__Tareas del ejercicio__.
**a)** Según el texto de lectura, ¿en qué objeto siente la voz narrativa el sabor de los labios de la otra persona cada mañana?
**b)** En el texto de lectura, la voz narrativa dice que no quedó nada, "y mejor así". Explica por qué lo considera mejor.

__Texto de lectura__.
%%
Y no... no ha quedado nada. Pero, ¿es que debería haber quedado algo? ¿Es que deberíamos haber armado un álbum de momentos buenos y momentos malos, de dichas y desgracias? ¿Es que acaso ahora nos sentiríamos mejor si pudiésemos abrir un cuaderno de tapa dura con anécdotas y fotos, con comentarios y dibujos? No, nos quedó nada, y mejor así.
Porque a mí me alcanza con verte en cada esquina, con sentir el sabor de tus labios en la bombilla del mate todas las mañanas, con ese arpegio con el cual arranca esa canción en tu nombre y que se forma automáticamente en mis dedos cada vez que agarro la guitarra. Y a vos te habrán quedado algunas cosas también y las habrás acomodado a tu gusto, aunque sea en ese armario abandonado en el fondo de un galpón al que ni el sol llega.
%%
__Líneas de datos__.
%%
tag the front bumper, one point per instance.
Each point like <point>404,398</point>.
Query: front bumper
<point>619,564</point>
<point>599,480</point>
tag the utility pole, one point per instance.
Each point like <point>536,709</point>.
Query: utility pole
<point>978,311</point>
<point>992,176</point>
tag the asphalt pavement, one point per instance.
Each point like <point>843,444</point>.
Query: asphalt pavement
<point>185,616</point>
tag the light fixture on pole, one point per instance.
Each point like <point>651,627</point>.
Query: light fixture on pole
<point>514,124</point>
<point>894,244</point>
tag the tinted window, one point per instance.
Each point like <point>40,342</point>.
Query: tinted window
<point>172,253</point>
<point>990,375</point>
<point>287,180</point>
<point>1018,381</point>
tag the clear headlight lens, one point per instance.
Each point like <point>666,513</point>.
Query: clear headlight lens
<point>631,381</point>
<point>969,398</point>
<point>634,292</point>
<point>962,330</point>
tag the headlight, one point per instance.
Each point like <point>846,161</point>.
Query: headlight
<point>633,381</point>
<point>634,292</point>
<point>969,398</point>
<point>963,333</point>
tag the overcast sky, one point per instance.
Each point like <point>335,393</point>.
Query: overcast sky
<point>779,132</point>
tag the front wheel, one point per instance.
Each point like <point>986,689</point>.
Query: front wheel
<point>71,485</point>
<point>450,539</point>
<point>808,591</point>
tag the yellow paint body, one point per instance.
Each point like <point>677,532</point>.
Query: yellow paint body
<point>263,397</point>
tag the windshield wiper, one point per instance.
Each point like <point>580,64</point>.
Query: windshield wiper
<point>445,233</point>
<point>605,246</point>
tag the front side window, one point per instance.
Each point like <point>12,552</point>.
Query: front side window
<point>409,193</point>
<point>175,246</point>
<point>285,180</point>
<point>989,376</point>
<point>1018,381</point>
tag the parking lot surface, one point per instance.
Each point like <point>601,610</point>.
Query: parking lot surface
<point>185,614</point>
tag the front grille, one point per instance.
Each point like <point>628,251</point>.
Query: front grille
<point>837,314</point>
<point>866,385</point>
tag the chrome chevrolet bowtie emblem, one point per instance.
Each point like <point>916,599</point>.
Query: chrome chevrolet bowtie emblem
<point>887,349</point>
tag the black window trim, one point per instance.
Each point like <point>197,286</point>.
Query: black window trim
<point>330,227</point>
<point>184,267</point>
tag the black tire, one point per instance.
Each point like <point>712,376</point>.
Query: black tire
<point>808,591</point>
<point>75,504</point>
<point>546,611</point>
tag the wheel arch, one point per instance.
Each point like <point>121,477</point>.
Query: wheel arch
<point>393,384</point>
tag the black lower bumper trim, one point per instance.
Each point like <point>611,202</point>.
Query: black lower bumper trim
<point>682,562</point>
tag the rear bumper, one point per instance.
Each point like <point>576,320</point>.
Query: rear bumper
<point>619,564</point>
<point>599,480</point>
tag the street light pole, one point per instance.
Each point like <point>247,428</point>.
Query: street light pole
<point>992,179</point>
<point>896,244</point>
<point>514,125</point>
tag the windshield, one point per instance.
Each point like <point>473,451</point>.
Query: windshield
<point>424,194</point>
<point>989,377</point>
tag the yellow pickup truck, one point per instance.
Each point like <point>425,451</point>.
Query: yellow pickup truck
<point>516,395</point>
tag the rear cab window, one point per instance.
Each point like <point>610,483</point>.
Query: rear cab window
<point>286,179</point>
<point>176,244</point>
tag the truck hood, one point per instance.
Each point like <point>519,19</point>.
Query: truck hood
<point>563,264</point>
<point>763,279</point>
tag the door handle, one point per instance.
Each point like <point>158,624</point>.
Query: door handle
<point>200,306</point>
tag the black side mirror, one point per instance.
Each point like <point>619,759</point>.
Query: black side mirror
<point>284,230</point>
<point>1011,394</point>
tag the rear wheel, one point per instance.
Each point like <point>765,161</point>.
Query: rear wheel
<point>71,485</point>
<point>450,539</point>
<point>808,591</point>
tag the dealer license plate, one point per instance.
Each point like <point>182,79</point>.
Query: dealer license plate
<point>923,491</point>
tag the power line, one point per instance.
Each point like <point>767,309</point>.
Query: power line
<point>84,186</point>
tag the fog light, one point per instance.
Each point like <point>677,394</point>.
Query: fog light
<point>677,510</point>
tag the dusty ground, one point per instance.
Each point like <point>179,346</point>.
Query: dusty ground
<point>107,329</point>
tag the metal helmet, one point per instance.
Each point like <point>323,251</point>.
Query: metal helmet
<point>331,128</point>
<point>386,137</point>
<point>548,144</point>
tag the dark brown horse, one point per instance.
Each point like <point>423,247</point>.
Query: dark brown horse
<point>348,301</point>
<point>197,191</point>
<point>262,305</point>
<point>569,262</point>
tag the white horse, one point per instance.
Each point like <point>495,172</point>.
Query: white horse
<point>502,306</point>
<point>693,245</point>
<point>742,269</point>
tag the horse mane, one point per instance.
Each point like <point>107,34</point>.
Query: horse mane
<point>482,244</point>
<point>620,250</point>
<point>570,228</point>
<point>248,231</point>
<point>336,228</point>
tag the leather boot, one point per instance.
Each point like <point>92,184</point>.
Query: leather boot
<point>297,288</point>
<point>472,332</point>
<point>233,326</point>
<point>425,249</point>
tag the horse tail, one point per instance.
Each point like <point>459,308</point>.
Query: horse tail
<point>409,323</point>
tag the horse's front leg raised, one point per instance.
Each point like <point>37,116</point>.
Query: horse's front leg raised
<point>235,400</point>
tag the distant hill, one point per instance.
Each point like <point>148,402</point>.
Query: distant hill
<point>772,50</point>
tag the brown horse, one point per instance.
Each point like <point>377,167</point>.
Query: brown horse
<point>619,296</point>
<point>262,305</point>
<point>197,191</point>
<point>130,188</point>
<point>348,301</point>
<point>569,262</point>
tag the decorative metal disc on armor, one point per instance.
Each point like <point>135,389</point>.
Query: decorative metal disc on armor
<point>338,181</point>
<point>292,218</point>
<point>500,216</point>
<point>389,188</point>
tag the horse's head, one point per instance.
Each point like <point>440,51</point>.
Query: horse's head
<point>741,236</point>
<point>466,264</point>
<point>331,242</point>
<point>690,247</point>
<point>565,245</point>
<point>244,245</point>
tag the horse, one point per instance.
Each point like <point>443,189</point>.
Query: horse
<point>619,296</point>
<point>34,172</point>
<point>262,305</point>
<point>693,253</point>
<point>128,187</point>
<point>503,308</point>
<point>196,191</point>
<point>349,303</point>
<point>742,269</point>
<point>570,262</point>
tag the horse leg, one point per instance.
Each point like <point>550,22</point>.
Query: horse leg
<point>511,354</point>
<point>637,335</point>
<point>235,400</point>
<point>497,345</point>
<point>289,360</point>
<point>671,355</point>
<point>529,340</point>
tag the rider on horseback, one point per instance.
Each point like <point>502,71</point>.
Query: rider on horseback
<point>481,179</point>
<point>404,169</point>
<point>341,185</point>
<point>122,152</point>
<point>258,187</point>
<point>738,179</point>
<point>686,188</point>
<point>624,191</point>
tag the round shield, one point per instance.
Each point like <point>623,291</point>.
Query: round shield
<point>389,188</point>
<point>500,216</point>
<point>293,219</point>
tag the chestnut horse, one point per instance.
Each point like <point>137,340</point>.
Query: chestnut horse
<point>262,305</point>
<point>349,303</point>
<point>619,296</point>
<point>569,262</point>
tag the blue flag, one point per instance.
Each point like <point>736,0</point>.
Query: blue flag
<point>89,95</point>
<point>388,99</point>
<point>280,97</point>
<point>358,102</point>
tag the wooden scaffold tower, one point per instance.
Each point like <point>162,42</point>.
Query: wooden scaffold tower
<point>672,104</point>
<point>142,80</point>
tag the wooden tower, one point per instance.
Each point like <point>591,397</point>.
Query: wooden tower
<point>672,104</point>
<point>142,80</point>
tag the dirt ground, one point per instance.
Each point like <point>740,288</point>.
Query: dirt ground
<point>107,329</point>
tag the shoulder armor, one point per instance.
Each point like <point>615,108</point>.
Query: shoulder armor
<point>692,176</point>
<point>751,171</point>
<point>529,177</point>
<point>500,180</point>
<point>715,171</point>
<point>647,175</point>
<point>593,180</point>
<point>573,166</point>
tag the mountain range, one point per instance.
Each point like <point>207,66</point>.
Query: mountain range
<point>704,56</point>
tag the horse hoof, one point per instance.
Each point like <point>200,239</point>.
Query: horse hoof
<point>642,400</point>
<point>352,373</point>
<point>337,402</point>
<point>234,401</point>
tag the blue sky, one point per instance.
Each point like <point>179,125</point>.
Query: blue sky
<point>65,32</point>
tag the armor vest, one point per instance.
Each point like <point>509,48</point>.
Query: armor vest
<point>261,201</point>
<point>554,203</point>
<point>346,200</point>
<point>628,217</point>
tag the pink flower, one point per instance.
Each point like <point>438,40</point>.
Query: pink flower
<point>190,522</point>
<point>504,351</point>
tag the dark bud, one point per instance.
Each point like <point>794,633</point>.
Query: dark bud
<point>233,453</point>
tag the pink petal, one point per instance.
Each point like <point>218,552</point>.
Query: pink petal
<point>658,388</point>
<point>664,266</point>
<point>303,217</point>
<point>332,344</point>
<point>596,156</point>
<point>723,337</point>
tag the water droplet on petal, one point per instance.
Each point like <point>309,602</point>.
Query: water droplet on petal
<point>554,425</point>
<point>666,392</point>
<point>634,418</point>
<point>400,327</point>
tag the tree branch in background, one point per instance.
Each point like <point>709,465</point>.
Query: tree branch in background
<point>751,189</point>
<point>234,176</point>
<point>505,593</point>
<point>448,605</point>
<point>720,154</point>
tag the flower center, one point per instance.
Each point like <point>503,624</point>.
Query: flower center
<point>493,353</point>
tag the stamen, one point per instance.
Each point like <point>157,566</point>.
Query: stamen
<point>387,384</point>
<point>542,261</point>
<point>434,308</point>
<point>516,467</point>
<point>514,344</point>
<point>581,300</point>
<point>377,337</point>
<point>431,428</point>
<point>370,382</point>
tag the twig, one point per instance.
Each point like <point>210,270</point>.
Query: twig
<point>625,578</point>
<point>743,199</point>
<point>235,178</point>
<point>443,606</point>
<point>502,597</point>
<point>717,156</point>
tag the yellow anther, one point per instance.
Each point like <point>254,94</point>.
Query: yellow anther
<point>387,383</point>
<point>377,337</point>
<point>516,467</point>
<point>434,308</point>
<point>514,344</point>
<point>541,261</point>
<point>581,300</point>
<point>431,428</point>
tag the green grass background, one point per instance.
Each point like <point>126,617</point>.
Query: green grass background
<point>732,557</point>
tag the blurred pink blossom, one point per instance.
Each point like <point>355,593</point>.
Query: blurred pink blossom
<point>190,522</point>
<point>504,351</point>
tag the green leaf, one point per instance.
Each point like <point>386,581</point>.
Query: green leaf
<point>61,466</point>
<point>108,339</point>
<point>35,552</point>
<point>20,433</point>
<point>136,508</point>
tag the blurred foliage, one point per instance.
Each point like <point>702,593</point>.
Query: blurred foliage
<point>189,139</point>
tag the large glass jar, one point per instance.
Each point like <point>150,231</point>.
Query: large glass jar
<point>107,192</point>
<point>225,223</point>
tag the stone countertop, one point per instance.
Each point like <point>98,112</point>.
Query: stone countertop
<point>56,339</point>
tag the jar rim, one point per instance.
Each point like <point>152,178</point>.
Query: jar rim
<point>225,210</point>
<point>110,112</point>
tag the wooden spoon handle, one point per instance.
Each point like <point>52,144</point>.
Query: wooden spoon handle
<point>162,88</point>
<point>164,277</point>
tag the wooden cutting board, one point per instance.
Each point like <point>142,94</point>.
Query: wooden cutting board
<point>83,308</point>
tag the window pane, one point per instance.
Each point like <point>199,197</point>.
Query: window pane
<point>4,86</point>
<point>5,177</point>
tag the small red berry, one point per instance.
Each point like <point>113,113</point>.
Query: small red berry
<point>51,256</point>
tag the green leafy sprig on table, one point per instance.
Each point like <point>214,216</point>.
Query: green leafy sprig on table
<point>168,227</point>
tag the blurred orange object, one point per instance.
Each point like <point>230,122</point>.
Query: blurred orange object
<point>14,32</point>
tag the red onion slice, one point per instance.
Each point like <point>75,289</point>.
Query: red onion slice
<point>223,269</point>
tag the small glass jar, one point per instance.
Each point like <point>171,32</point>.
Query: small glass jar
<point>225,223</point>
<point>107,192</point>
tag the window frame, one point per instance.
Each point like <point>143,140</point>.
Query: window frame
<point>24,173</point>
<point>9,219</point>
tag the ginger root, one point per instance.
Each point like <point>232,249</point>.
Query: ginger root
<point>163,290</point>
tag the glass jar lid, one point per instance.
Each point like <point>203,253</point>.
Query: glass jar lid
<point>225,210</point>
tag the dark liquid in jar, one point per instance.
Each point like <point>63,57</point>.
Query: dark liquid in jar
%%
__Respuestas finales__.
**a)** En la bombilla del mate.

**b)** Le basta con ver a la otra persona en cada esquina y con sentir el sabor de sus labios en la bombilla del mate todas las mañanas. También le basta con el arpegio que inicia la canción con su nombre, el cual se forma solo en sus dedos cada vez que agarra la guitarra.